----- Extract to read

Review date: Feb. 17, 2012

Sam Haar and Zach Steinman play loose but with rare assurance. Blondes, their first full-length, holds it down, but doesn’t do much more. I have yet to read an interview with the Brooklyn duo that doesn’t get into their jam-based approach to making music. When they released their deeply involving debut EP, Touched, two years ago, their brand of dance music came out so fully formed that their process was an interesting but extraneous fact. With the release of Blondes, which corrals three previously released, opposites-themed 12″s, a new pair of tracks created for the album (“Amber”/“Gold”) and remixes, it becomes a more important part of the story. The hooks that made Touched‘s ecstatic comedowns so pleasantly substantial are almost absent here, and the “jamming” that’s replaced them leaves these tracks feeling hollow.

----------

### To be done
1. Transcribe the passage of the Blondes review from "Review date: Feb." to "tracks feeling hollow.".
2. In one to three sentences, explain why, according to the Blondes review, the duo's jam-based process was only an extraneous fact when Touched was released.
The lines come from a separate source, not from the review of Blondes.

----- Data lines

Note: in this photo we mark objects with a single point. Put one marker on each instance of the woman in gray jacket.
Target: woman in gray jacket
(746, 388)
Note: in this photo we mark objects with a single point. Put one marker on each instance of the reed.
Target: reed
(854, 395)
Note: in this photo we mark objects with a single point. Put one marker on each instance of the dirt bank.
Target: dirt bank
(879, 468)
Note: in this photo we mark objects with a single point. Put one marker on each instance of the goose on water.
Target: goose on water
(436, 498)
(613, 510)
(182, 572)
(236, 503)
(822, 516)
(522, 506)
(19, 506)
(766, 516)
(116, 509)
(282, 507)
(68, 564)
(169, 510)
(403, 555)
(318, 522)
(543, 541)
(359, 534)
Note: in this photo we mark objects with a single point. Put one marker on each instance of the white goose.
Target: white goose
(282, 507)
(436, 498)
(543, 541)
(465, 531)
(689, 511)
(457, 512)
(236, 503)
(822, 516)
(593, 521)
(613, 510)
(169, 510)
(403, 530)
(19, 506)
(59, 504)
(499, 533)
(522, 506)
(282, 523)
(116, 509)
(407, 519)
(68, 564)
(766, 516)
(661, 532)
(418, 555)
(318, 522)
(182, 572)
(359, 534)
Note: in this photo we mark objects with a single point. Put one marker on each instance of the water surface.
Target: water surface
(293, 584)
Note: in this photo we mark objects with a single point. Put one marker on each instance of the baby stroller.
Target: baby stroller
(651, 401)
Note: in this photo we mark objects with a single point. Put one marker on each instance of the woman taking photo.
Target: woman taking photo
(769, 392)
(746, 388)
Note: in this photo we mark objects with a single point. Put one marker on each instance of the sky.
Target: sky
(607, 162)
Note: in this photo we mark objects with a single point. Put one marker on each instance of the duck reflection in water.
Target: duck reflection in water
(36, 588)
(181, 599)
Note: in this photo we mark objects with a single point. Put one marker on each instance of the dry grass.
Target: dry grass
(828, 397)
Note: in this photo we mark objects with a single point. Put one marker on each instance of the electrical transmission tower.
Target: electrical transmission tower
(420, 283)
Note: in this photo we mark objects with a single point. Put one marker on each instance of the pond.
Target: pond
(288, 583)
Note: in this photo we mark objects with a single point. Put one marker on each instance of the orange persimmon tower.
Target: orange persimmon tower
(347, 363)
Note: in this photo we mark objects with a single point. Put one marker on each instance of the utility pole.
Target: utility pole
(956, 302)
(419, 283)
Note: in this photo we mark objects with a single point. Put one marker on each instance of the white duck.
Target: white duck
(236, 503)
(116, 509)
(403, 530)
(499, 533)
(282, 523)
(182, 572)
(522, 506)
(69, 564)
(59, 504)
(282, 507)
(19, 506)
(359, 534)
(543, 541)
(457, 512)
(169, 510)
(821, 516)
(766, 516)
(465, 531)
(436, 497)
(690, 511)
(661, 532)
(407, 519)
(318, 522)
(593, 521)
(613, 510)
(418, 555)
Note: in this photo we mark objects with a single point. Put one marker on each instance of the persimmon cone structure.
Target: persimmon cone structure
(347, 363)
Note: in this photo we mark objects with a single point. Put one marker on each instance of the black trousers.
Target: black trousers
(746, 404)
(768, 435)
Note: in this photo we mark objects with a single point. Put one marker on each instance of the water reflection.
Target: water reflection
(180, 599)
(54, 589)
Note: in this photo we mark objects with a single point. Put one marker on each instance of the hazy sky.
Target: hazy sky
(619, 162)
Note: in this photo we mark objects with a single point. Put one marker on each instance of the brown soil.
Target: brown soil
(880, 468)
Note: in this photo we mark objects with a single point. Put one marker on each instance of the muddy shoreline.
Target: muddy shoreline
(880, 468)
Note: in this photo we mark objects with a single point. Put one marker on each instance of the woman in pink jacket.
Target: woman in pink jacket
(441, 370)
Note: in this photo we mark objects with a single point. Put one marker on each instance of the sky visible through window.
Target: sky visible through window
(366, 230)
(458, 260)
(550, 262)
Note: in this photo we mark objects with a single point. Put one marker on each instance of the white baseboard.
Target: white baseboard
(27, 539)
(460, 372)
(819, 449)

----------

### The responses
1.
Review date: Feb. 17, 2012

Sam Haar and Zach Steinman play loose but with rare assurance. Blondes, their first full-length, holds it down, but doesn’t do much more. I have yet to read an interview with the Brooklyn duo that doesn’t get into their jam-based approach to making music. When they released their deeply involving debut EP, Touched, two years ago, their brand of dance music came out so fully formed that their process was an interesting but extraneous fact. With the release of Blondes, which corrals three previously released, opposites-themed 12″s, a new pair of tracks created for the album (“Amber”/“Gold”) and remixes, it becomes a more important part of the story. The hooks that made Touched‘s ecstatic comedowns so pleasantly substantial are almost absent here, and the “jamming” that’s replaced them leaves these tracks feeling hollow.

2. When the duo released their debut EP, Touched, two years earlier, their dance music came out so fully formed that how they made it was interesting but beside the point.